**EXERCISE OBJECTIVE**
Write out the following lines word for word, keeping every line as it stands.

**Records of labeled boxes**
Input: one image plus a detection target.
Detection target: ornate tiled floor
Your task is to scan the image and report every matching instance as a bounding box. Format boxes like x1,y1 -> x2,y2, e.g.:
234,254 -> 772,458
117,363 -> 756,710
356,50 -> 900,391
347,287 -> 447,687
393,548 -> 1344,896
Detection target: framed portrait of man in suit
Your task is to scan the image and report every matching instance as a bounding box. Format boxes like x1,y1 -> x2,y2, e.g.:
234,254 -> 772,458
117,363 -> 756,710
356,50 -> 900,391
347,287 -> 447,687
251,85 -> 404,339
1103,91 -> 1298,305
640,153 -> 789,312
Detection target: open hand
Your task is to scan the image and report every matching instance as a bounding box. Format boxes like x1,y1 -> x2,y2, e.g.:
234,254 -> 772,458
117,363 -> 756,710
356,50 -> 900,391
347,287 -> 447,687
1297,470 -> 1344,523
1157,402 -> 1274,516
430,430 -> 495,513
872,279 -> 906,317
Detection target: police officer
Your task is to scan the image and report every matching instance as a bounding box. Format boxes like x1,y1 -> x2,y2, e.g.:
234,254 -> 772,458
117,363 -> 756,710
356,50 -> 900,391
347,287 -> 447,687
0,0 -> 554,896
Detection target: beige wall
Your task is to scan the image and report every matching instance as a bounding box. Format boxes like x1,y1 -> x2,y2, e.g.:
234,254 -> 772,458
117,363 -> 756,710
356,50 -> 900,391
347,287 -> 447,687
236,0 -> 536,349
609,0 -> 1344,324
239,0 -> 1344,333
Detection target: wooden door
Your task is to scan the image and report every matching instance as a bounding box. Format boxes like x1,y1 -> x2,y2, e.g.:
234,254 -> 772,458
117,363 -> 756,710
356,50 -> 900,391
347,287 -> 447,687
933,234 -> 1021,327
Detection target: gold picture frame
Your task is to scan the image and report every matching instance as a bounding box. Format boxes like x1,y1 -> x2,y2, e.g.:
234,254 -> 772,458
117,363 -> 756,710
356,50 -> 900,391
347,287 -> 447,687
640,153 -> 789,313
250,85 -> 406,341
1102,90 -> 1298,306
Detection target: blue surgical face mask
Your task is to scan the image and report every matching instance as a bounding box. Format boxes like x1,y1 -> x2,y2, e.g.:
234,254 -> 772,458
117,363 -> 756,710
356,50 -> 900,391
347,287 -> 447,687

**ANSWER TO THIS PROBLEM**
Input: one image plus a detection target.
Detection target: ornate tiled floor
Your task is to scan the image and report every matching instance as a bounding box. Format boxes like x1,y1 -> x2,y2, e.g.:
234,254 -> 772,458
117,363 -> 756,710
356,50 -> 900,391
347,287 -> 447,687
393,548 -> 1344,896
Detection target: framed portrait of man in suit
Your task is to scan the image and report every matching instance as a bounding box. Format boxes like x1,y1 -> x2,y2, e.g.:
234,254 -> 772,458
117,363 -> 756,710
356,50 -> 900,391
347,287 -> 447,687
251,85 -> 404,339
1103,91 -> 1298,305
640,153 -> 789,312
Detection target: open hand
Your task is to scan the image and report every matching instance as a bounding box. Format boxes like x1,y1 -> x2,y2, e.g.:
234,254 -> 772,458
117,363 -> 756,710
356,50 -> 900,391
347,287 -> 447,687
1297,470 -> 1344,523
1157,402 -> 1274,516
430,430 -> 495,513
872,279 -> 906,317
Detection target: police officer
Your task is to scan the image and report every matching instance as a bounding box. Format boxes like x1,y1 -> x2,y2, e.g.:
234,254 -> 772,458
117,363 -> 756,710
356,50 -> 900,391
347,287 -> 447,687
0,0 -> 554,896
Detection target: beige wall
Your task is to scan the image and report every matching instance as a bounding box. Format boxes like x1,y1 -> x2,y2, e.g.:
234,254 -> 772,458
117,363 -> 756,710
356,50 -> 900,391
347,287 -> 447,687
236,0 -> 536,349
609,0 -> 1344,324
239,0 -> 1344,333
Detection target: wooden door
Your task is to scan the image and report every matching instance as a bounding box. Format boxes like x1,y1 -> x2,y2, e.g.:
234,254 -> 772,458
117,363 -> 756,710
356,50 -> 900,391
347,287 -> 447,687
933,234 -> 1021,327
Detection target: gold picture frame
Your task is to scan the image and report every matching instance as a bounding box. Format boxes like x1,y1 -> x2,y2, e.g.:
234,254 -> 772,458
117,363 -> 756,710
356,50 -> 900,391
347,287 -> 447,687
640,153 -> 789,313
250,85 -> 406,341
1102,90 -> 1298,306
Detection target: blue surgical face mask
Your task is to scan the image and report every matching instance as a bounding box. Format boxes like x1,y1 -> x2,y2, e.g.:
234,254 -> 772,458
117,363 -> 756,710
356,50 -> 900,391
347,287 -> 447,687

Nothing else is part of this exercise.